Aim of the exercise
Copy exactly the lines from the one containing "box: [395, 31, 492, 411]" through the last line of the records, both included, and nothing more.

Entries shown
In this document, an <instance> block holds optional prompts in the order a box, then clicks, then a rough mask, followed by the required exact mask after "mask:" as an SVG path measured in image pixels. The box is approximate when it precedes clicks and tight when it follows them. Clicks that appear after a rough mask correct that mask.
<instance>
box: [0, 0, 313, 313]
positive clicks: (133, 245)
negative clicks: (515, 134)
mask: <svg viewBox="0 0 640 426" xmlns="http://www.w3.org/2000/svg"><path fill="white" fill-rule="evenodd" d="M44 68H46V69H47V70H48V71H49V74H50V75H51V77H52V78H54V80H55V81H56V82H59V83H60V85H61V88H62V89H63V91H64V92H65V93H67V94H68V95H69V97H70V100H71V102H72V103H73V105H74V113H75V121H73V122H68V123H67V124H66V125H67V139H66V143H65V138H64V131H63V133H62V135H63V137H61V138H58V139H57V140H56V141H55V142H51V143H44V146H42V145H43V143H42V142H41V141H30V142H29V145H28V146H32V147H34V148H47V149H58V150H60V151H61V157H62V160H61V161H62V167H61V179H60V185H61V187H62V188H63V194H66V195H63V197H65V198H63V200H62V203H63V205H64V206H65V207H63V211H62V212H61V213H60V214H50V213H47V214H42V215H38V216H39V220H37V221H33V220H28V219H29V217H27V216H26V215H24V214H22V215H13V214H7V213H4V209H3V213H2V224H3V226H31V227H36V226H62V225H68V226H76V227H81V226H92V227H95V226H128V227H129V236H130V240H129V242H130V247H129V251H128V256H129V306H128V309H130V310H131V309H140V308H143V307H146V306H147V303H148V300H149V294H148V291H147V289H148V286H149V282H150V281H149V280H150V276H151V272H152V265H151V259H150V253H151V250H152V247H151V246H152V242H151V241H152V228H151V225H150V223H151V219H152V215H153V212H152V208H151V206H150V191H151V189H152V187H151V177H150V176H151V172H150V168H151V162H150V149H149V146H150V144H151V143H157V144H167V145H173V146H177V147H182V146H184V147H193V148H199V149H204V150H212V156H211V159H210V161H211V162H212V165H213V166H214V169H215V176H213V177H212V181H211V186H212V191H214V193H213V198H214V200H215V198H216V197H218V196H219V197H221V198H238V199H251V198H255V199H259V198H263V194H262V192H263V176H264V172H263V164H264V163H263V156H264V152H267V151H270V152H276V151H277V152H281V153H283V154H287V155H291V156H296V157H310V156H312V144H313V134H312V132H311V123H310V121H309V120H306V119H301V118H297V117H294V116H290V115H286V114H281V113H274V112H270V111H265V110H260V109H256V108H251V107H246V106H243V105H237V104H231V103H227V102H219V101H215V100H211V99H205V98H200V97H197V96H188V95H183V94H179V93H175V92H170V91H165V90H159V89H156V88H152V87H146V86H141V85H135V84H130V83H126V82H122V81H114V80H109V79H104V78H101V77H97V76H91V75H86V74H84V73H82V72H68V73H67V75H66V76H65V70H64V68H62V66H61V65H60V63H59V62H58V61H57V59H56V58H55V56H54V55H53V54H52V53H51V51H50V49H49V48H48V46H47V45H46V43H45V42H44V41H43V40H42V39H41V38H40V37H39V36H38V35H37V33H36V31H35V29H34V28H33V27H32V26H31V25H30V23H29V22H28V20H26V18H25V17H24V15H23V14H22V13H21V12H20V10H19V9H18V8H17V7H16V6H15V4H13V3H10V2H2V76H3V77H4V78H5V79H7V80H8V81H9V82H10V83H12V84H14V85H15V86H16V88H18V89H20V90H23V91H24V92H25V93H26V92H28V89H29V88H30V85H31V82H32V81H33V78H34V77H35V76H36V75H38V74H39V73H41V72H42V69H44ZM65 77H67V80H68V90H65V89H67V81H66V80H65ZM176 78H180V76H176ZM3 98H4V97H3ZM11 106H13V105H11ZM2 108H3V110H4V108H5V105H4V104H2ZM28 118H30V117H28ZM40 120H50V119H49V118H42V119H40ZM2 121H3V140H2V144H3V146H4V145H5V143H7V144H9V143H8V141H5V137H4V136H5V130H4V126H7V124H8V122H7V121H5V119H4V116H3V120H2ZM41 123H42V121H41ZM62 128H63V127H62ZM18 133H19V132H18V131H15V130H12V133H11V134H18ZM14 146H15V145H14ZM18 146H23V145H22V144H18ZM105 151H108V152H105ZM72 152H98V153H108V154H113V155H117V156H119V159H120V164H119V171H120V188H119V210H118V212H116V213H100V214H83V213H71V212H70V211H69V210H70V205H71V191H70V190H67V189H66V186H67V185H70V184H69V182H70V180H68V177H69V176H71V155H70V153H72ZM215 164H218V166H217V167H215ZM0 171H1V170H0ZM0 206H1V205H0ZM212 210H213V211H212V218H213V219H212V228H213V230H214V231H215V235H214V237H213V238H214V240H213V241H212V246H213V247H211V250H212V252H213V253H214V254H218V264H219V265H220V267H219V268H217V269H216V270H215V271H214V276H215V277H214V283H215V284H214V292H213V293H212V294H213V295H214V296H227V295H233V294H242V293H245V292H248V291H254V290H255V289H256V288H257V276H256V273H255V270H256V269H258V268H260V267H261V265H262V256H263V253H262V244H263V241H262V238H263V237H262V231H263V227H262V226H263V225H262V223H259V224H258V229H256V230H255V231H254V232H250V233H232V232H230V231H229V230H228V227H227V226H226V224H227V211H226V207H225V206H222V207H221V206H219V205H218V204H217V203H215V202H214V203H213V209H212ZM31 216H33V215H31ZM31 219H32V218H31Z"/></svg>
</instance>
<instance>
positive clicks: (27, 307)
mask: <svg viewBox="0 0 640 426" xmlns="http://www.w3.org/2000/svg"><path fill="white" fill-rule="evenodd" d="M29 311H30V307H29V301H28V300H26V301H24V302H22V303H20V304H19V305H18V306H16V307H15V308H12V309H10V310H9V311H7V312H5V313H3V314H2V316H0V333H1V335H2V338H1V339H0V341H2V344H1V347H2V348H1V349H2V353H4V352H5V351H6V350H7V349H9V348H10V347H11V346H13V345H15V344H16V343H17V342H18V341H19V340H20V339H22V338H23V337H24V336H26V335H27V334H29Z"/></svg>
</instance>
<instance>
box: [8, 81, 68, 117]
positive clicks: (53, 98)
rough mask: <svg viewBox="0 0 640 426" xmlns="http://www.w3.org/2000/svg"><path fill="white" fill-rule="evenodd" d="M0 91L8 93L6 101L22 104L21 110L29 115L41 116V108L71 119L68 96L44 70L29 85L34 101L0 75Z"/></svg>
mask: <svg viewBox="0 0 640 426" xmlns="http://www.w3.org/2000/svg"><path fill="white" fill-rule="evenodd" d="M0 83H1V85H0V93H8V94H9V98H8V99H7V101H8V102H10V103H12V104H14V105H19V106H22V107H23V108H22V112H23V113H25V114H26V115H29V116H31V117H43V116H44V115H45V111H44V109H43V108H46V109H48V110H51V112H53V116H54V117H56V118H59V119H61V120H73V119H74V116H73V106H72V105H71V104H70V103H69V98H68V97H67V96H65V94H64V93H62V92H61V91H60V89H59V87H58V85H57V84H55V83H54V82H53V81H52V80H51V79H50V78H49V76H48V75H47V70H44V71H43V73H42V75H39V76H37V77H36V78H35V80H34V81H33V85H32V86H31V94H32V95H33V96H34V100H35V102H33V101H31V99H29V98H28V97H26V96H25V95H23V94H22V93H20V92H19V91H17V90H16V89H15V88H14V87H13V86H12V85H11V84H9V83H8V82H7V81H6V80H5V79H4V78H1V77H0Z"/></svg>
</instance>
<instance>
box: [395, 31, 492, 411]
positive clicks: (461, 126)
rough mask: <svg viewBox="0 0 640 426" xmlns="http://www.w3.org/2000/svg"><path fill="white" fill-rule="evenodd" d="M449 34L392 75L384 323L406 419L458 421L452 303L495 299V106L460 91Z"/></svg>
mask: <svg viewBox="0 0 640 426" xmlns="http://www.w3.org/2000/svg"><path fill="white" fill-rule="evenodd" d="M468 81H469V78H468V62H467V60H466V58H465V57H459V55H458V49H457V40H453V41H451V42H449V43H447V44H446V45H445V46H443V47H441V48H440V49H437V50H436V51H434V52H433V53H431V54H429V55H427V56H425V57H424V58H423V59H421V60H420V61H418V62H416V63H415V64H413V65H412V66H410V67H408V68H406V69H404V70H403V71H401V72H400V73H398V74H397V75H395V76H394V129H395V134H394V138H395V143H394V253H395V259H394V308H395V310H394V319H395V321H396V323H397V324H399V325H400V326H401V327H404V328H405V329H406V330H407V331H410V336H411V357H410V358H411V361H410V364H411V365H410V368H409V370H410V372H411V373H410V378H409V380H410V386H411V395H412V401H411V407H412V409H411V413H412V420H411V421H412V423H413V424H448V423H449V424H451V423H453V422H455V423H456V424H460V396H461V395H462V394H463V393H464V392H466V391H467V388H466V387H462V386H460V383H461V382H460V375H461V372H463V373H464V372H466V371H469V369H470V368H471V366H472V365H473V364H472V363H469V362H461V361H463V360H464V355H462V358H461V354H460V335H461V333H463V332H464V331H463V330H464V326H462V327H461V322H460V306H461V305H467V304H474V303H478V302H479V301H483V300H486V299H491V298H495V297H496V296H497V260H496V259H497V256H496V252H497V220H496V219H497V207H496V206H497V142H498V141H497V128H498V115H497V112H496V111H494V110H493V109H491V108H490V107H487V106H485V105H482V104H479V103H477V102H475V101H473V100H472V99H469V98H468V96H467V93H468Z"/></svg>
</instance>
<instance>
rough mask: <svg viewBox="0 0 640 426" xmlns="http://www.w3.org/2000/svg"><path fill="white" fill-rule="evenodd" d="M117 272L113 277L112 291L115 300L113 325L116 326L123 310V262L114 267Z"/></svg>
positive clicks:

Written reply
box: [395, 31, 492, 411]
positive clicks: (461, 126)
rough mask: <svg viewBox="0 0 640 426" xmlns="http://www.w3.org/2000/svg"><path fill="white" fill-rule="evenodd" d="M449 34L392 75L384 323L406 419L458 421L452 303L495 299V106L460 91Z"/></svg>
mask: <svg viewBox="0 0 640 426" xmlns="http://www.w3.org/2000/svg"><path fill="white" fill-rule="evenodd" d="M468 81H469V78H468V62H467V60H466V58H465V57H459V55H458V49H457V40H453V41H451V42H449V43H447V44H446V45H445V46H443V47H441V48H440V49H437V50H436V51H434V52H433V53H431V54H429V55H427V56H425V57H424V58H423V59H421V60H420V61H418V62H416V63H415V64H413V65H412V66H410V67H408V68H406V69H404V70H403V71H401V72H400V73H398V74H397V75H395V76H394V129H395V134H394V138H395V143H394V253H395V259H394V308H395V310H394V319H395V321H396V323H397V324H399V325H400V326H401V327H404V328H405V329H406V330H407V331H410V336H411V357H410V358H411V361H410V364H411V365H410V368H409V370H410V372H411V373H410V378H409V380H410V386H411V395H412V401H411V407H412V409H411V413H412V420H411V421H412V423H413V424H448V423H449V424H451V423H453V422H455V423H456V424H460V396H461V395H462V394H463V393H464V392H466V391H467V388H466V387H462V386H460V383H461V382H460V375H461V372H463V373H464V372H466V371H469V369H470V368H471V366H472V365H473V364H472V363H469V362H461V361H463V360H464V355H462V358H461V354H460V335H461V333H463V332H464V331H463V330H464V326H462V327H461V322H460V306H461V305H467V304H474V303H478V302H479V301H483V300H486V299H491V298H495V297H496V296H497V260H496V259H497V256H496V252H497V220H496V219H497V207H496V206H497V142H498V141H497V128H498V115H497V112H496V111H494V110H493V109H491V108H490V107H487V106H485V105H482V104H479V103H477V102H475V101H473V100H472V99H469V98H468V96H467V93H468Z"/></svg>
</instance>
<instance>
rough mask: <svg viewBox="0 0 640 426" xmlns="http://www.w3.org/2000/svg"><path fill="white" fill-rule="evenodd" d="M117 272L113 277L112 291L115 300L113 325L116 326L123 310V262L114 267Z"/></svg>
positive clicks:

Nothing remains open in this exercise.